[Entries from a point annotation set]
-- Begin --

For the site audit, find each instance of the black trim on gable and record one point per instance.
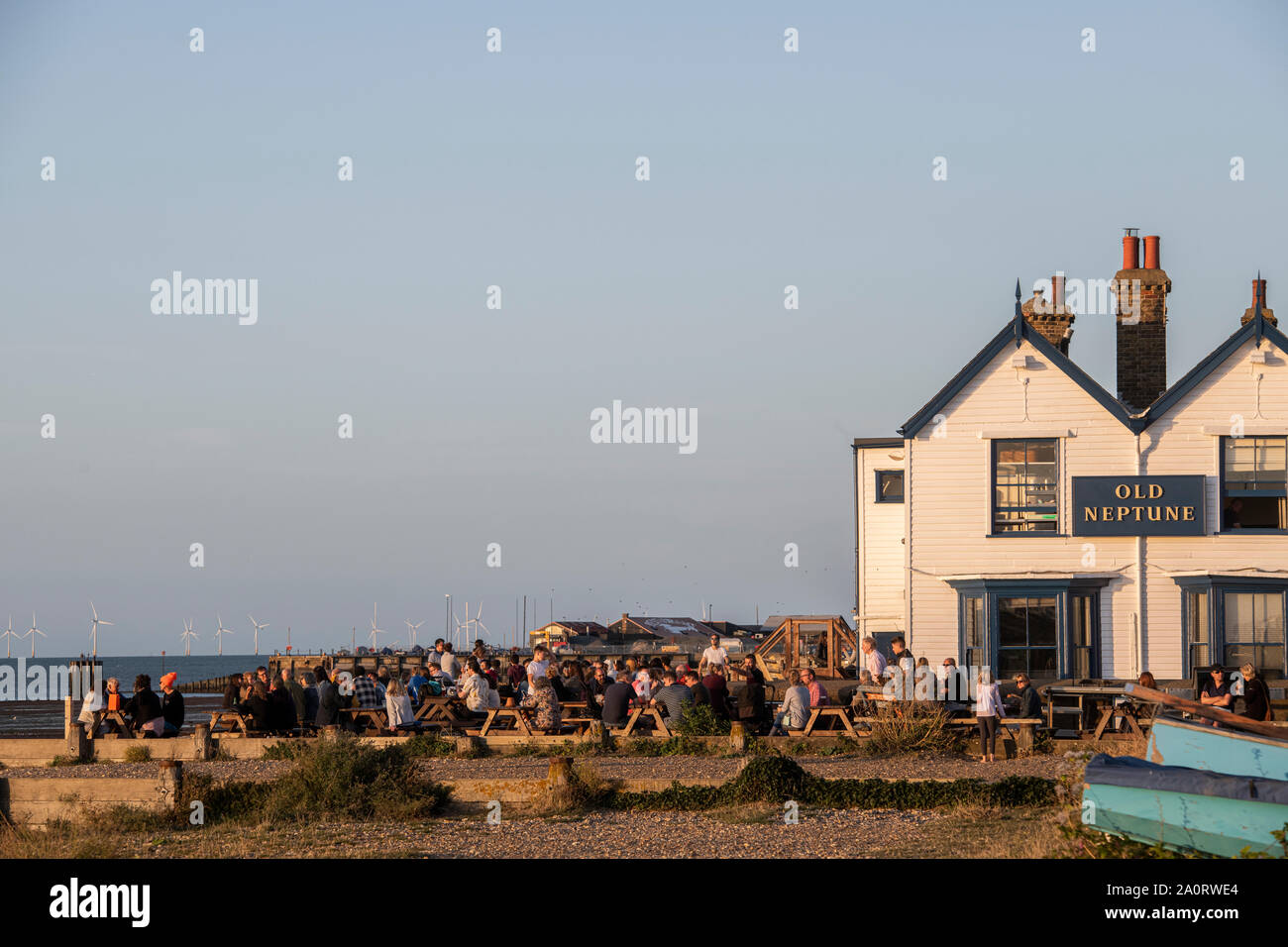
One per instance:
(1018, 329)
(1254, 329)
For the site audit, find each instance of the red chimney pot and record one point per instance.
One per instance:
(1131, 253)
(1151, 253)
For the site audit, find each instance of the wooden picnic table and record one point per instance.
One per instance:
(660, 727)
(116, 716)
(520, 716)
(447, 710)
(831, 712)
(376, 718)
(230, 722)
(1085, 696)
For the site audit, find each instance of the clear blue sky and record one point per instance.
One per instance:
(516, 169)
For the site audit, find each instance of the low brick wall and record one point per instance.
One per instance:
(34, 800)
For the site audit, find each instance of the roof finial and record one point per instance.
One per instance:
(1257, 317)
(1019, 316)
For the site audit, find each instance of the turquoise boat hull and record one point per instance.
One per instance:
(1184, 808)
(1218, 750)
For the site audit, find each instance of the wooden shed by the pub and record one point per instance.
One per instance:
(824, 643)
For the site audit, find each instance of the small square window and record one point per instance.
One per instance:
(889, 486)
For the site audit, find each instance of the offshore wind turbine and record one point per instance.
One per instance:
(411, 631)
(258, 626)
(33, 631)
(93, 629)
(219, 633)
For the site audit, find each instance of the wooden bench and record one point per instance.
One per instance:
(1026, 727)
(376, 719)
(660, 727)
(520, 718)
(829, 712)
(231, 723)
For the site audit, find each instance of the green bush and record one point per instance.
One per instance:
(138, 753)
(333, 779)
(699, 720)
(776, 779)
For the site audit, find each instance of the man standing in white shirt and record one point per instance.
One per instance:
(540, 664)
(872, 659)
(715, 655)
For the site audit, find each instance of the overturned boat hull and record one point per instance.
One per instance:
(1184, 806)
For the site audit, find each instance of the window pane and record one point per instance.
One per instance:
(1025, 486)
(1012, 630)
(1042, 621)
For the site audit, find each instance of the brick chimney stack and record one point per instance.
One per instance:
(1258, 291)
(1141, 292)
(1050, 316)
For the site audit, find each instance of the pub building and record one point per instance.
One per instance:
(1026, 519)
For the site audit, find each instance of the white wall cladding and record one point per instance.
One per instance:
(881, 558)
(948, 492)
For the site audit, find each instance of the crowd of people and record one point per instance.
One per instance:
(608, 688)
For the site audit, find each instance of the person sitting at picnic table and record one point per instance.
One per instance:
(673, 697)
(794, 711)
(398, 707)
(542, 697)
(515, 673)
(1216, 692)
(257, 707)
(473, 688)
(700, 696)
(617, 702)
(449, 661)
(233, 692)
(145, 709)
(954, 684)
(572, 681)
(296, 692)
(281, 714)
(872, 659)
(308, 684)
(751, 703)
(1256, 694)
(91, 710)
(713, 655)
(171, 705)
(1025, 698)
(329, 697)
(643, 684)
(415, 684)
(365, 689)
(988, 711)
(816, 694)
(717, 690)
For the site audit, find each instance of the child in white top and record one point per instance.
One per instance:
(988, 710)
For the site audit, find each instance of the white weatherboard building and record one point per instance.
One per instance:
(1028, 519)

-- End --
-- Begin --

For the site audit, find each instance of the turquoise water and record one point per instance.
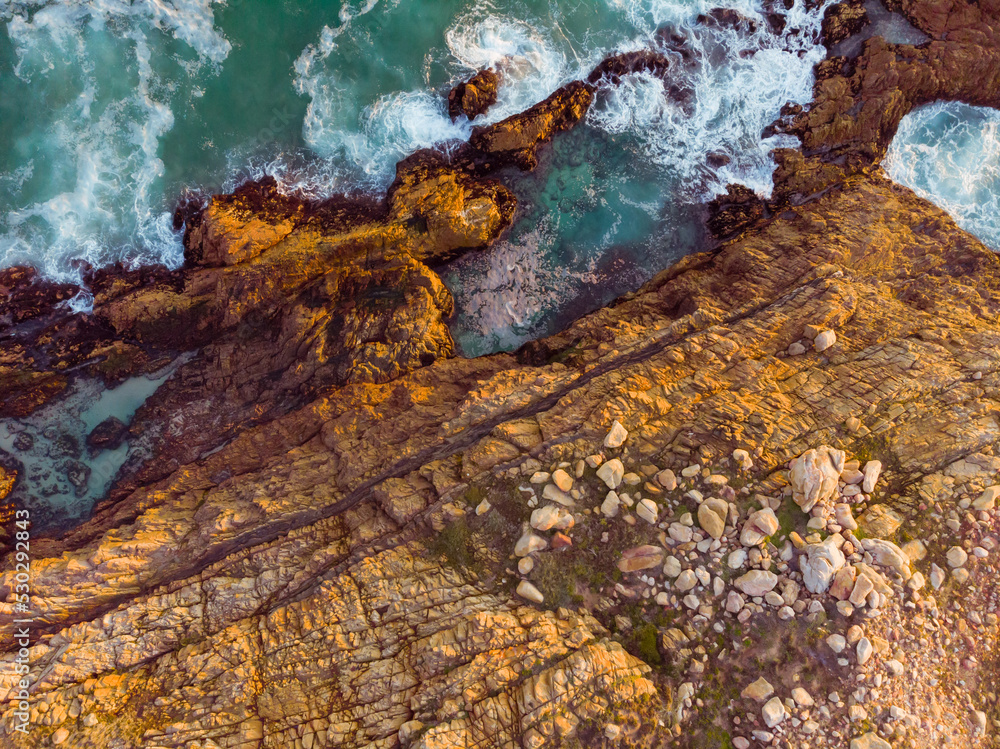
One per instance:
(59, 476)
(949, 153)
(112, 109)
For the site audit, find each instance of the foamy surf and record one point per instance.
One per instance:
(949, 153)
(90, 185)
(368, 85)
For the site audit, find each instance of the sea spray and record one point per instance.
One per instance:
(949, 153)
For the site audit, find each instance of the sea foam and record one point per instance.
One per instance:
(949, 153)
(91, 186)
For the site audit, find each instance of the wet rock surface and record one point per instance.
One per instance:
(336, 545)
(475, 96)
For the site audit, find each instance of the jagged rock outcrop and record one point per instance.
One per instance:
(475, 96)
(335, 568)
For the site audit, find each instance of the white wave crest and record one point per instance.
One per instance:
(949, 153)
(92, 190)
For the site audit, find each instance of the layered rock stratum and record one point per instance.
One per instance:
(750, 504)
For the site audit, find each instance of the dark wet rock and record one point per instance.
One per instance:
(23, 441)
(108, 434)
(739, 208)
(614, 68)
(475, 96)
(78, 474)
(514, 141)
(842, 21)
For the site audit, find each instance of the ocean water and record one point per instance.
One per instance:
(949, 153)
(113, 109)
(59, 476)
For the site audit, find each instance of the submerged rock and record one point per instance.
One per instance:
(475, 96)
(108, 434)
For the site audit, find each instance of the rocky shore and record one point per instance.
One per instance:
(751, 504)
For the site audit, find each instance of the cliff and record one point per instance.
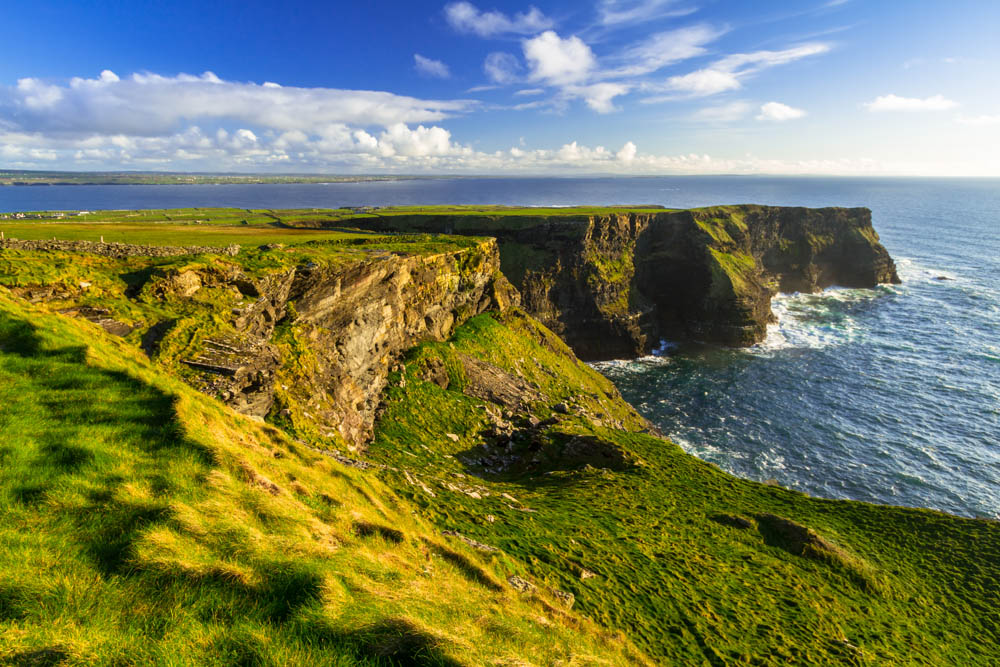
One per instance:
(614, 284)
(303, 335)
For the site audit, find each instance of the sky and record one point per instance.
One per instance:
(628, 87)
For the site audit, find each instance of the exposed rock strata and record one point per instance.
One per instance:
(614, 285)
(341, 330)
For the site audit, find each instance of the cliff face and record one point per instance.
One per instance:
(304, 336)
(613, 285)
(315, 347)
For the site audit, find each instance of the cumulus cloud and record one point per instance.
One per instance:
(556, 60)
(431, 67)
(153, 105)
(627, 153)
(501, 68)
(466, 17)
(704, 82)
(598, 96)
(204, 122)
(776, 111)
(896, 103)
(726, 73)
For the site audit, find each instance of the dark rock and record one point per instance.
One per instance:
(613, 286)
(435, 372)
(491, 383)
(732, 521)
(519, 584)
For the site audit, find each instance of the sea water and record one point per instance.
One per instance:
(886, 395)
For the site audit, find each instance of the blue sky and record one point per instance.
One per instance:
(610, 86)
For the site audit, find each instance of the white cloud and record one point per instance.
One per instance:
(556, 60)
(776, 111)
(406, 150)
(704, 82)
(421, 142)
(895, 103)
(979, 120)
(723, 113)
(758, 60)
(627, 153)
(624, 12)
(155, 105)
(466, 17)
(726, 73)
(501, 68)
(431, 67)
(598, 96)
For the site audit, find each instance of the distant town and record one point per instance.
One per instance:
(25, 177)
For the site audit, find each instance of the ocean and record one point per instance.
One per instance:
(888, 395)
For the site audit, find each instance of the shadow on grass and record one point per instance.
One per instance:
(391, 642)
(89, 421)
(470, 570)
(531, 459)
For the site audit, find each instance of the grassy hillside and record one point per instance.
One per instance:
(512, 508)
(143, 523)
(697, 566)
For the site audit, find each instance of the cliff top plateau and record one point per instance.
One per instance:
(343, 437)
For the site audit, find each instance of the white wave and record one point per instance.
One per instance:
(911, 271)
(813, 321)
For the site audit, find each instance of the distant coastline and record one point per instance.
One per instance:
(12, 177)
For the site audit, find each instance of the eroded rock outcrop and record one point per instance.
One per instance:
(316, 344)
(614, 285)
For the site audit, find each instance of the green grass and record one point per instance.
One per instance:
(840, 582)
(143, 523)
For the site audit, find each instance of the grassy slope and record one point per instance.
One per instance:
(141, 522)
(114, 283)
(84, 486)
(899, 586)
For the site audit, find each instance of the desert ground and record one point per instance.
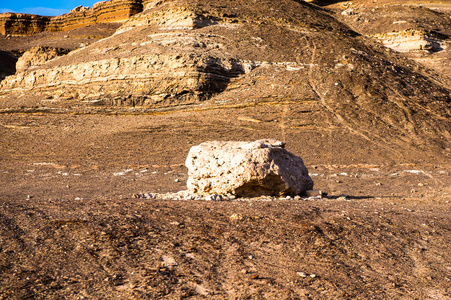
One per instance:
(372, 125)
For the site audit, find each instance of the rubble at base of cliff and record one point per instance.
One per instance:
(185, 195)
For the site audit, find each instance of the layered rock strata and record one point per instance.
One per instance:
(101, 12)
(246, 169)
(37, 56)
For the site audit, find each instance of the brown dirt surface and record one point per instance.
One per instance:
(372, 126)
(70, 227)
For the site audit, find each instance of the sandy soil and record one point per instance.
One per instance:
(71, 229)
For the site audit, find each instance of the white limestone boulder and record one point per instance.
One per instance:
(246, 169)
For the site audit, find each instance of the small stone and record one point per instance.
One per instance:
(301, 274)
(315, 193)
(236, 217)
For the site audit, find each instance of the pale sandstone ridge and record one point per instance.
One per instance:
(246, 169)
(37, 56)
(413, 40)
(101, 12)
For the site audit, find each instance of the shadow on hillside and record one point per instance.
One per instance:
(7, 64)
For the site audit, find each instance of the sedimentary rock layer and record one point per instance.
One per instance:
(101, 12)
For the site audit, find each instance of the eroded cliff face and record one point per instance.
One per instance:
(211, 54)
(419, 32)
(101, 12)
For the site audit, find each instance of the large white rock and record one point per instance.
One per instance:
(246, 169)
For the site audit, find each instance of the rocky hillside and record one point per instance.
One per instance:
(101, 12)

-- End --

TASK OBJECTIVE:
Locate every line in the items above that contains the word "brick", and copy each of those lines out in full.

COMPLETED EXERCISE:
For the site audit, find each instance of the low brick wall and record one point per instance.
For the site audit, find each instance of the brick chimney stack and record one point per instance.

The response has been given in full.